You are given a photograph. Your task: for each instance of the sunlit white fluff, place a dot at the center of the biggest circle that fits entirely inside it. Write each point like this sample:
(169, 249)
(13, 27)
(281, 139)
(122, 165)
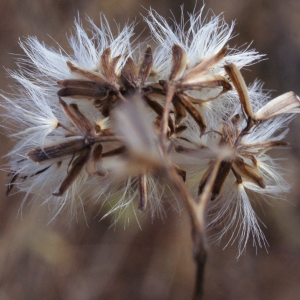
··········
• ABOUT THIS TASK:
Reproduce all entries without any change, and omit the pictures.

• WRITTEN REPLY:
You are given a photograph. Your task: for each instance of the sunlit white fluff, place a dot at the center of the biggest circle that fits entirely inside it. Write each point like this sample:
(169, 249)
(13, 27)
(281, 139)
(122, 165)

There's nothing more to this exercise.